Abraham Was Found in the Desert Like a Lost Treasure
The Torah says God 'found' Abraham in a desert land. The rabbis asked: was Abraham lost? Their answer is stranger and more beautiful than the question.
Deuteronomy 32:10 says God "found him in a desert land." The rabbis stopped at that word. Found. As though Abraham had been misplaced. As though the most significant figure in the history of monotheism had been sitting in a wilderness somewhere, waiting to be located.
The Sifrei Devarim, a collection of early rabbinic commentary on Deuteronomy compiled in the second century CE, offers a parable to explain it. A king is traveling through the wilderness with his soldiers when he discovers something extraordinary: a beautiful, unguarded treasure. He stations soldiers to watch it. He builds protection around it. He tells everyone who asks that he found something rare in the most unlikely place. This is how God found Abraham: surrounded by nothing, in a world that had forgotten what monotheism was, containing more value than the entire surrounding landscape.

▶ Data supplied:

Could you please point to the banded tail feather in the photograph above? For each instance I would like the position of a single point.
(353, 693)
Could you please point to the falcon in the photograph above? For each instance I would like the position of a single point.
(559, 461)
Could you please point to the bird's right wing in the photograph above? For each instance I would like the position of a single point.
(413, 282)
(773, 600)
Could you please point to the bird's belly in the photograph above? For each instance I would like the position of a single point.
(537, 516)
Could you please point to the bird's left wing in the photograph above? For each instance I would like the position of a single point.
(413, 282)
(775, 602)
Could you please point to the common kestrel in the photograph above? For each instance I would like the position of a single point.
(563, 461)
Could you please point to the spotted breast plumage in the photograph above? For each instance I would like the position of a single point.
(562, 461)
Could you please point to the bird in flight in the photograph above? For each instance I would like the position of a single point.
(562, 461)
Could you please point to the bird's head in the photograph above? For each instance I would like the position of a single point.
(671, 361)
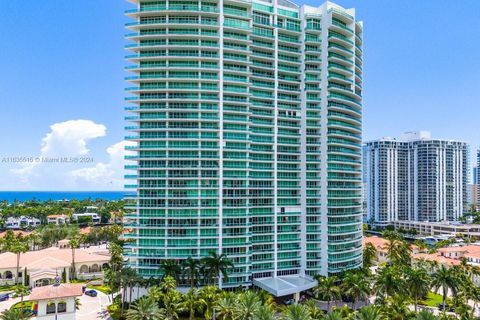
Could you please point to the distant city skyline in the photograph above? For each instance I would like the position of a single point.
(63, 82)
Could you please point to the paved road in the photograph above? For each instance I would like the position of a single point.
(4, 305)
(94, 307)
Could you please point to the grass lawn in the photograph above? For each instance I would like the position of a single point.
(433, 299)
(22, 305)
(103, 288)
(6, 288)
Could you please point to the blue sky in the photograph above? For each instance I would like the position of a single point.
(63, 61)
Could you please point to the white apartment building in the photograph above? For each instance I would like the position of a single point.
(415, 178)
(247, 119)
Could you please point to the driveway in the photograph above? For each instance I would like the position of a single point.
(93, 307)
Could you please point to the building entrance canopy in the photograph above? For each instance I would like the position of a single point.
(282, 286)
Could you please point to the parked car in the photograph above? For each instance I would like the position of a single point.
(91, 293)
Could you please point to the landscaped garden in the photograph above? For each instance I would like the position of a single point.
(399, 289)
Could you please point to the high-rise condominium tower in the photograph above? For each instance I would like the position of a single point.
(416, 178)
(247, 118)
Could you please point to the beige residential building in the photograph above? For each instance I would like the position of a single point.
(56, 302)
(41, 267)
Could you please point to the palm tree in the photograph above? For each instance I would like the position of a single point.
(192, 303)
(356, 287)
(446, 279)
(425, 315)
(145, 309)
(418, 283)
(20, 291)
(335, 315)
(191, 271)
(210, 295)
(74, 243)
(248, 303)
(368, 313)
(264, 313)
(227, 306)
(169, 267)
(172, 300)
(388, 282)
(397, 308)
(296, 312)
(327, 290)
(128, 278)
(15, 314)
(168, 283)
(216, 266)
(369, 255)
(16, 245)
(315, 311)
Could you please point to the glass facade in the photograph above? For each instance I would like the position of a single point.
(247, 129)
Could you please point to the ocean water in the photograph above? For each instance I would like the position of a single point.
(11, 196)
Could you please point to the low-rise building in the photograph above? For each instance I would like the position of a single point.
(39, 268)
(56, 302)
(381, 246)
(21, 222)
(58, 219)
(93, 217)
(440, 228)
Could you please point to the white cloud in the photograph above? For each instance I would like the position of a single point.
(70, 139)
(105, 174)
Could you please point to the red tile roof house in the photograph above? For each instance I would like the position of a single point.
(43, 265)
(56, 301)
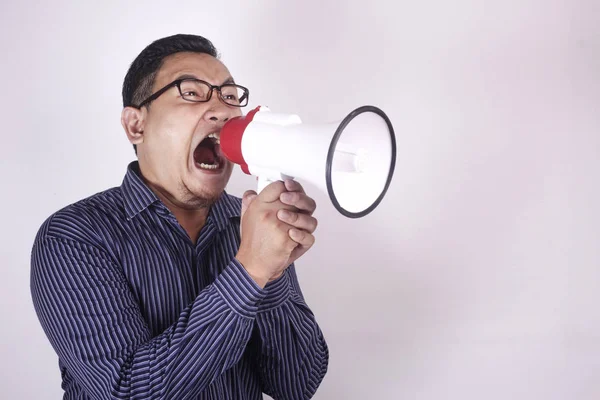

▶ Task instructions:
**1.** Answer these about the Abraham text:
(a) Which verse says God "found him in a desert land"?
(b) In what century was the Sifrei Devarim compiled?
(c) In the parable, whom does the king station to watch the treasure?
**2.** Repeat everything in the Abraham text from "The Sifrei Devarim, a" down to "entire surrounding landscape.", word for word.
Work only from the Abraham text.

▶ Task-by-task solutions:
**1.**
(a) Deuteronomy 32:10
(b) The second century CE
(c) Soldiers

**2.**
The Sifrei Devarim, a collection of early rabbinic commentary on Deuteronomy compiled in the second century CE, offers a parable to explain it. A king is traveling through the wilderness with his soldiers when he discovers something extraordinary: a beautiful, unguarded treasure. He stations soldiers to watch it. He builds protection around it. He tells everyone who asks that he found something rare in the most unlikely place. This is how God found Abraham: surrounded by nothing, in a world that had forgotten what monotheism was, containing more value than the entire surrounding landscape.